# THE TASK
Return each line of the entries below that contains the string "brick".

(Items listed in a dataset)
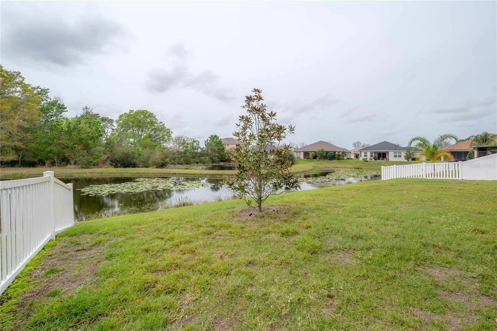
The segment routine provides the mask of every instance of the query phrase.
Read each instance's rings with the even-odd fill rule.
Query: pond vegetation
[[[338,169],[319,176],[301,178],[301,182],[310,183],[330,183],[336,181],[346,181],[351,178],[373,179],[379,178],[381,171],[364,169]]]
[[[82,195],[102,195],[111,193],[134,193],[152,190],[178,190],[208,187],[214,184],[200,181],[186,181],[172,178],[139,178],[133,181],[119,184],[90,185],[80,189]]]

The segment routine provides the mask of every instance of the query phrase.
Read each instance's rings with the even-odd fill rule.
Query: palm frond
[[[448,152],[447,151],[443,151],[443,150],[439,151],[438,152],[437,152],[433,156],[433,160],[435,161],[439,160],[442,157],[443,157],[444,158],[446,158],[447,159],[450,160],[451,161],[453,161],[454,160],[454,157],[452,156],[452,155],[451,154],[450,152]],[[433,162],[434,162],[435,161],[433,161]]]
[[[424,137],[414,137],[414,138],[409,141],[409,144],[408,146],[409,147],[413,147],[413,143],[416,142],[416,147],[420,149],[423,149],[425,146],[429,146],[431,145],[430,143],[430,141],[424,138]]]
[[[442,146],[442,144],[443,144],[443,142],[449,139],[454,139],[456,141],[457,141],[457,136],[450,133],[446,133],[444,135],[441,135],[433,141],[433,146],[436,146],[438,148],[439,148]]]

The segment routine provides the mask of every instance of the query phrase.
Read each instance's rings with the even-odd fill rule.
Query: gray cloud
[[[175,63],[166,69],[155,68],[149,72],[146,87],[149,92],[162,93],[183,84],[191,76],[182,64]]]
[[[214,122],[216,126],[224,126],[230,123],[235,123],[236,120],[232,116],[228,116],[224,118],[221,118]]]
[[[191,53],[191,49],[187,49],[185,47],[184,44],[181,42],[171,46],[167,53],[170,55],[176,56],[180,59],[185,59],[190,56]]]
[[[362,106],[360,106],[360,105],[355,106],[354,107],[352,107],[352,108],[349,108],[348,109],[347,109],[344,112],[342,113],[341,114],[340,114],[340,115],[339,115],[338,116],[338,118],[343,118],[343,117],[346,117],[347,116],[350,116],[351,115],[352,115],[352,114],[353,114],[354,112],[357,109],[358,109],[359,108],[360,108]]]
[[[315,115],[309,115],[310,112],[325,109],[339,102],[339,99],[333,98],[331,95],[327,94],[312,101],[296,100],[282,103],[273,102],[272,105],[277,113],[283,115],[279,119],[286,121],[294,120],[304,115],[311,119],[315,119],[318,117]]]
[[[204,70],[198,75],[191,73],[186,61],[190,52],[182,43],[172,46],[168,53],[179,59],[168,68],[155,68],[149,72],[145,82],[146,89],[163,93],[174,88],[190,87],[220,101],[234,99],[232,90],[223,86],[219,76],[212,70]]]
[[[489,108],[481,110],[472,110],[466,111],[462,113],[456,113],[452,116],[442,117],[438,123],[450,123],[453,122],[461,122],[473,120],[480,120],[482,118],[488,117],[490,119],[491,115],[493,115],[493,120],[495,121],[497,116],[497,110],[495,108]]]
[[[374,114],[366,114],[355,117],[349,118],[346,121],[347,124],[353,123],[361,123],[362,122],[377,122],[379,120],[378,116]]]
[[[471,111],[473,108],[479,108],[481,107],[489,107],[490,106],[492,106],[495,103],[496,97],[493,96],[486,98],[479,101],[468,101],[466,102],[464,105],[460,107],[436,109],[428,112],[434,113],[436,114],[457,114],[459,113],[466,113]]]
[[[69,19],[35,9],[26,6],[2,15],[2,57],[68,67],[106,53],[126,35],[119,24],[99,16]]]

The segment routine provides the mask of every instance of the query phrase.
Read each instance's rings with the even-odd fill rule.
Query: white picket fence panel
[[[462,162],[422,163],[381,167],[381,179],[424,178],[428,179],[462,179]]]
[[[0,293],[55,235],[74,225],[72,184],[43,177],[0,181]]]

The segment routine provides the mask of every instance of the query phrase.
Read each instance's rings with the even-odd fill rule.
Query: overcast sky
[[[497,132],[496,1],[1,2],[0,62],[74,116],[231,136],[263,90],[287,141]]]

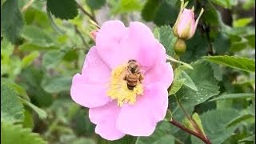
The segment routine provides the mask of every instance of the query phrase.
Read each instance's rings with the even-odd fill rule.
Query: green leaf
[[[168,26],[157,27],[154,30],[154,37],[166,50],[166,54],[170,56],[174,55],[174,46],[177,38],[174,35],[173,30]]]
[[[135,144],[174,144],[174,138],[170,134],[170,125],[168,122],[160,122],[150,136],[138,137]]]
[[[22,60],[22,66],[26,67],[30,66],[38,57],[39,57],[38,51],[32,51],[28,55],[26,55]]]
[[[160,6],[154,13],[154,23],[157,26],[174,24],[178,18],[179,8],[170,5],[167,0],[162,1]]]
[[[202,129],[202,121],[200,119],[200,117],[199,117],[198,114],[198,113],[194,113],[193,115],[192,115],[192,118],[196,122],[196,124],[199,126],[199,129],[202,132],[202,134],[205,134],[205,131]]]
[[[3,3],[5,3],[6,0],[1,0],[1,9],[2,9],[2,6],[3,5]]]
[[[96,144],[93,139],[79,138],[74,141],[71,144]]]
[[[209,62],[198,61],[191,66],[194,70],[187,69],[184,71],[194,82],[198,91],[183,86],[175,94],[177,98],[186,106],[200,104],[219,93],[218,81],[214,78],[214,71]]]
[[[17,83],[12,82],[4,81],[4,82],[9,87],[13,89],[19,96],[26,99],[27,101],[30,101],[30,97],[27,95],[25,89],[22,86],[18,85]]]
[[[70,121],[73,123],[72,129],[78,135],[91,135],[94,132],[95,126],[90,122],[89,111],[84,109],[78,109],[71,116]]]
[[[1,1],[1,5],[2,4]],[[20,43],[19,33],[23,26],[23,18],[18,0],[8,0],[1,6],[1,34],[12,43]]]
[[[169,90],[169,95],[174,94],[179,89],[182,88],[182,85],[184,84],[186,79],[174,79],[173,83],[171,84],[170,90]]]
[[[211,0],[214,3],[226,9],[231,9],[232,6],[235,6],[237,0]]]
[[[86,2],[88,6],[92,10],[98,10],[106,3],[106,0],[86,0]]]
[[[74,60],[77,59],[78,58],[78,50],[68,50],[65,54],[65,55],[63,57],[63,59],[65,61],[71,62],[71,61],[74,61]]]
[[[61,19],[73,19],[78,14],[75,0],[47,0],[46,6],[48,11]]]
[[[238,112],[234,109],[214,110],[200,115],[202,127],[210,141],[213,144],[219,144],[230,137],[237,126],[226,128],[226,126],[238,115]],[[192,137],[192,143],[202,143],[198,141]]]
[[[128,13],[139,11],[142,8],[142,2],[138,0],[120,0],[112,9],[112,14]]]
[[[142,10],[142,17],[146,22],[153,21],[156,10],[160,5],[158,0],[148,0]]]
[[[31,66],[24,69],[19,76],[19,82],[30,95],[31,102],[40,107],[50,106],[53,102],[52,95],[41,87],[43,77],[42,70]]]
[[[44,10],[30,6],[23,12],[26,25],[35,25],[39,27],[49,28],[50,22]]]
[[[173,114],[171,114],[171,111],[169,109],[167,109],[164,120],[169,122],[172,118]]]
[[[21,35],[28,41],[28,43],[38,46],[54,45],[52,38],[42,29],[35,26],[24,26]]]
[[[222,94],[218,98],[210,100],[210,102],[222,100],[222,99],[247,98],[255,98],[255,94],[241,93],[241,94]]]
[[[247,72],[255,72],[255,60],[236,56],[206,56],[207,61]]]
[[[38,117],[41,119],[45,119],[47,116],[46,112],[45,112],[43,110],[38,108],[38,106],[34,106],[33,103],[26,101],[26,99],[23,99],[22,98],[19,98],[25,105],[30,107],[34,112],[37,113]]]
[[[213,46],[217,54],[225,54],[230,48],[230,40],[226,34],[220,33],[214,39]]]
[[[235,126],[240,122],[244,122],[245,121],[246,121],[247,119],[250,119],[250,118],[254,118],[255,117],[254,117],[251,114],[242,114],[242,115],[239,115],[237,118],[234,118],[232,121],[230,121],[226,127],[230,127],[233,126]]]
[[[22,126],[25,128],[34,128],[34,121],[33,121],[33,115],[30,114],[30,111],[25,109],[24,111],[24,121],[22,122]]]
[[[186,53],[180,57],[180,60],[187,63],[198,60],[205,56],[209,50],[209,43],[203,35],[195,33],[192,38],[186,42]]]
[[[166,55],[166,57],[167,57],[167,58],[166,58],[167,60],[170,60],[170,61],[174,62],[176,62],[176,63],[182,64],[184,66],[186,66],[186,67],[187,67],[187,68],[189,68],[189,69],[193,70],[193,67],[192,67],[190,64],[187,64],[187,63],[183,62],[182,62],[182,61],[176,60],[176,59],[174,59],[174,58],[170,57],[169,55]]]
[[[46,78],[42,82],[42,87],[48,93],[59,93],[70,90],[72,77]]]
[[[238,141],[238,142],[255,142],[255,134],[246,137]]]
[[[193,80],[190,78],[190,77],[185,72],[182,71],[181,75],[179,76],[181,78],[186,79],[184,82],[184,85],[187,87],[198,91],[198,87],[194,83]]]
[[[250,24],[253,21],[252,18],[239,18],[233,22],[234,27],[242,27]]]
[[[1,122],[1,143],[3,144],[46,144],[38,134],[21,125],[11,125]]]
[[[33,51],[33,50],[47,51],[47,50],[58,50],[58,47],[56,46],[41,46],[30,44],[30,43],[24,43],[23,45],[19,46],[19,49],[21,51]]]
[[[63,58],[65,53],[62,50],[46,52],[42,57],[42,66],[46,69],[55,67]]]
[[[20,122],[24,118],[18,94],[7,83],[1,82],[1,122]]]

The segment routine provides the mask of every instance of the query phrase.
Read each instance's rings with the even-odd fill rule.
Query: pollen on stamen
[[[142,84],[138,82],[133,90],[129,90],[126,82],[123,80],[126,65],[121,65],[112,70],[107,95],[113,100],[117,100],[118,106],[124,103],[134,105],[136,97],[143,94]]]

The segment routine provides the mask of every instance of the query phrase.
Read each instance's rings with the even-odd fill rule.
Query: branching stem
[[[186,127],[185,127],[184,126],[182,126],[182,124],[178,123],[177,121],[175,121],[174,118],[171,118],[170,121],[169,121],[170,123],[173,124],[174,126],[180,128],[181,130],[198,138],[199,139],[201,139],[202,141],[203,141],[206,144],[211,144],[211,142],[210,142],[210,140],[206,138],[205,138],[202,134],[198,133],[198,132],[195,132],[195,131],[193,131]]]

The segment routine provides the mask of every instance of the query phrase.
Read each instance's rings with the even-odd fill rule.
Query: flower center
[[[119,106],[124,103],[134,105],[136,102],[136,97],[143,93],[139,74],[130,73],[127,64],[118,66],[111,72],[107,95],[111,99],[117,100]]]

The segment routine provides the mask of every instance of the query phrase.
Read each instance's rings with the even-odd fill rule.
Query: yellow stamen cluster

==

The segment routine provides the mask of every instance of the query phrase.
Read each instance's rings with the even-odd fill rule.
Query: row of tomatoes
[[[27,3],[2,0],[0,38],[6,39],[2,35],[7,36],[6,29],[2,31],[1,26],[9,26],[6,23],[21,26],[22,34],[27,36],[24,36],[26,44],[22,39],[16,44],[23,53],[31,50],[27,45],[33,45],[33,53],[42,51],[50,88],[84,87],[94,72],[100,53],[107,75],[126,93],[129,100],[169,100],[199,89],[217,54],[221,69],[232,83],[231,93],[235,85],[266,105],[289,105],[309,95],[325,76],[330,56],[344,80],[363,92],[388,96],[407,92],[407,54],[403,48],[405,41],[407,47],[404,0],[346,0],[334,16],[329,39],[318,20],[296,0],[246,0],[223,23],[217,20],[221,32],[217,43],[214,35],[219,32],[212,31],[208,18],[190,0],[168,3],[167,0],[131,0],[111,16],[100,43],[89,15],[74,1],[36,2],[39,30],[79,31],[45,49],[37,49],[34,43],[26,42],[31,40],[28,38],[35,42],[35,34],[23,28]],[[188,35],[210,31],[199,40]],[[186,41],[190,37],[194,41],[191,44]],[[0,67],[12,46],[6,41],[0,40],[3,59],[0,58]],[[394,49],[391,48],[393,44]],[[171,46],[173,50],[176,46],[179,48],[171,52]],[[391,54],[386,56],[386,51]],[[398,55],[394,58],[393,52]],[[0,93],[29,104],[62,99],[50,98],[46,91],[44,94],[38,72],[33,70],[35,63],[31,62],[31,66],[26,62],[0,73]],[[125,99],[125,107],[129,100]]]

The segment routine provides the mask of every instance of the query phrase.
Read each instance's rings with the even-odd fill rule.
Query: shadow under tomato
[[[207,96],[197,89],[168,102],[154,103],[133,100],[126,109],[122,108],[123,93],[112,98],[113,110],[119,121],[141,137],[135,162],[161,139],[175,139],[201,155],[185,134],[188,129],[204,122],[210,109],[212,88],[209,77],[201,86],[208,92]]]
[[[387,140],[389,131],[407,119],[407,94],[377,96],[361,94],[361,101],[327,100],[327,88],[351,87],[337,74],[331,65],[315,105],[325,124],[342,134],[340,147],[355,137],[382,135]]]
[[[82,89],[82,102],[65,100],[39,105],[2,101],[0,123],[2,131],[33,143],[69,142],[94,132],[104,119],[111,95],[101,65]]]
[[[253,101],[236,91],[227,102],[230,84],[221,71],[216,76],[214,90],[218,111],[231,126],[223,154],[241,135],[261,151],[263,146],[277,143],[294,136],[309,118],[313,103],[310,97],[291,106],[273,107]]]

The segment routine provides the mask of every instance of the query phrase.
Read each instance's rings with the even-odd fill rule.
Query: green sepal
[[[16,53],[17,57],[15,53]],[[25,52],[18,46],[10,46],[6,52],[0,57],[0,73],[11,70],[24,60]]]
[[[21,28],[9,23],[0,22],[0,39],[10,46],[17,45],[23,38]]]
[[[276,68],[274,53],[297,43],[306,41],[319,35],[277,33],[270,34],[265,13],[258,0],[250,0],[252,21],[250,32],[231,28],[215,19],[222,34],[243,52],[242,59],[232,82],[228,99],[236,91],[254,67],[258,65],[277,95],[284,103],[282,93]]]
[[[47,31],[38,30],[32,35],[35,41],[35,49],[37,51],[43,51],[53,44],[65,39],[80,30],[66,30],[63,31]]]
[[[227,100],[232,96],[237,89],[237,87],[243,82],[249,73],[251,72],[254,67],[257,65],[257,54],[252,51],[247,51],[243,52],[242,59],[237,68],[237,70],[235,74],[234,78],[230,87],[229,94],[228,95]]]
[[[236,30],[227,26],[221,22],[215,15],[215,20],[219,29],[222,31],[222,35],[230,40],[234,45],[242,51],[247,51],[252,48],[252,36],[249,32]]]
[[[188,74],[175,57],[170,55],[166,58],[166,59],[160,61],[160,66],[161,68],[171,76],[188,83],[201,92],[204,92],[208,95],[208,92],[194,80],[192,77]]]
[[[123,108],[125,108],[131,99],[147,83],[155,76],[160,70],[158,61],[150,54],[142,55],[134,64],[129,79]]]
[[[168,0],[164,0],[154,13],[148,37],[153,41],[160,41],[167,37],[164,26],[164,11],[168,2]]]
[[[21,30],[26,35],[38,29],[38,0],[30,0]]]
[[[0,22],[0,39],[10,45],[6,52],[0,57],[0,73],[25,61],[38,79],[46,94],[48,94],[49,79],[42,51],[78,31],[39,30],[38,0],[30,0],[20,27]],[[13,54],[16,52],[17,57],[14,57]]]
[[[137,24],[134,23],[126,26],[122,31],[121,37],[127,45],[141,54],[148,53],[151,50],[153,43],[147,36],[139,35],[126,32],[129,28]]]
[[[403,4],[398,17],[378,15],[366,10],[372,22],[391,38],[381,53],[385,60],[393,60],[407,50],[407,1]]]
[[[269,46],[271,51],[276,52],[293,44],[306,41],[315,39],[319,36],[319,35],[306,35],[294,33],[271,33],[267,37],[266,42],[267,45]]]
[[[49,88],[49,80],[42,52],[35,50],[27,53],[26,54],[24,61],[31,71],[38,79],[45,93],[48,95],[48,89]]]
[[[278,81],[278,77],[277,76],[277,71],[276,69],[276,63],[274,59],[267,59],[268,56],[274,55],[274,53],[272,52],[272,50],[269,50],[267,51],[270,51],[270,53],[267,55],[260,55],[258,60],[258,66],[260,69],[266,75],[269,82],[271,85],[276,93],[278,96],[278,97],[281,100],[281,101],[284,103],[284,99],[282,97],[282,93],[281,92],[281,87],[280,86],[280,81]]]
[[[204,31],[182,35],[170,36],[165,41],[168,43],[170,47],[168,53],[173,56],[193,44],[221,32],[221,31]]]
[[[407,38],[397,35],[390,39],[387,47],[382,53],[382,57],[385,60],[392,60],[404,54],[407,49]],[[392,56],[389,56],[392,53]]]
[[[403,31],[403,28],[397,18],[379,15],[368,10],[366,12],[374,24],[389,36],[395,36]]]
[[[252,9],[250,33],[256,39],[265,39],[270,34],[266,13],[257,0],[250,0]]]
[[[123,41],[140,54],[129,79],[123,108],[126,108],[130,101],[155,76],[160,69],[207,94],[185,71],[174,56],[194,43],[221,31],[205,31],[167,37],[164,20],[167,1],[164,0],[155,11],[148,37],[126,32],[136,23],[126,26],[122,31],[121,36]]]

==

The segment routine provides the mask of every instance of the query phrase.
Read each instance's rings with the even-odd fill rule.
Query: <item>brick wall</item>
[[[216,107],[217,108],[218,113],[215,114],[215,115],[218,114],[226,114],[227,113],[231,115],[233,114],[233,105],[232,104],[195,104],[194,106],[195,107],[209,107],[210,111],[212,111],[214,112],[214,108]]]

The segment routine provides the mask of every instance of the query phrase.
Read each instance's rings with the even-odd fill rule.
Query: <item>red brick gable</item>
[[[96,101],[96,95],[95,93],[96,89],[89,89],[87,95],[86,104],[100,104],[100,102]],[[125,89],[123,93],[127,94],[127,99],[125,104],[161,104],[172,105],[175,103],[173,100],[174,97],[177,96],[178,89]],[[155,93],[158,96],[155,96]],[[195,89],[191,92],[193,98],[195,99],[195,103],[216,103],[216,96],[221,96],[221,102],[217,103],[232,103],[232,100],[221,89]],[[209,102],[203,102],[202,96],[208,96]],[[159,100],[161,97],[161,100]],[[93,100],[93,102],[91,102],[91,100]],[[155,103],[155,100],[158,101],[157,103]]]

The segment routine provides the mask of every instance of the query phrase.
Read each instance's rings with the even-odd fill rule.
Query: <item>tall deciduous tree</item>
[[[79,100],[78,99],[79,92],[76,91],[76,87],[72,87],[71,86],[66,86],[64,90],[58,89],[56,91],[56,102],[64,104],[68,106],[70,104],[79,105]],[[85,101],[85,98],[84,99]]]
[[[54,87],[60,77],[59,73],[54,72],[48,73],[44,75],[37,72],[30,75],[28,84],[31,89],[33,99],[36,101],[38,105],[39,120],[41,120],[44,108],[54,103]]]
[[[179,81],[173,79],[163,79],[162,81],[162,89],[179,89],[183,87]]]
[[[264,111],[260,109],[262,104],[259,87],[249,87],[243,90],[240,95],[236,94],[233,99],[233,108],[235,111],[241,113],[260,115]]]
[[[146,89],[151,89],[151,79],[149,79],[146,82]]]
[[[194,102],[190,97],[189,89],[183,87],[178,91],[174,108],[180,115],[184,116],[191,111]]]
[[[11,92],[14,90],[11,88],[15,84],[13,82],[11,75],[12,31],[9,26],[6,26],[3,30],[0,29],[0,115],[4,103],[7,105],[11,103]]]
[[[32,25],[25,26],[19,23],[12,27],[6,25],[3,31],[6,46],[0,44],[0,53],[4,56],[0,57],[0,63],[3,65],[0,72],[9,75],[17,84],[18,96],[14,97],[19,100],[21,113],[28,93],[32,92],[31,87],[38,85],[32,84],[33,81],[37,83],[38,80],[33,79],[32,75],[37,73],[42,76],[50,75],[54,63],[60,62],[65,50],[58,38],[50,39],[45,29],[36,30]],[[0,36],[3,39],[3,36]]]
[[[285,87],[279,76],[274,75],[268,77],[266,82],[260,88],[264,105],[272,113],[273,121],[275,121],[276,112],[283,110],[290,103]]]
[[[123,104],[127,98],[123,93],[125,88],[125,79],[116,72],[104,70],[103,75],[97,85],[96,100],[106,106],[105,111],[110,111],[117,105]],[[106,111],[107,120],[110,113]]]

# PROBLEM SOLUTION
Query: <item>brick wall</item>
Query: <item>red brick gable</item>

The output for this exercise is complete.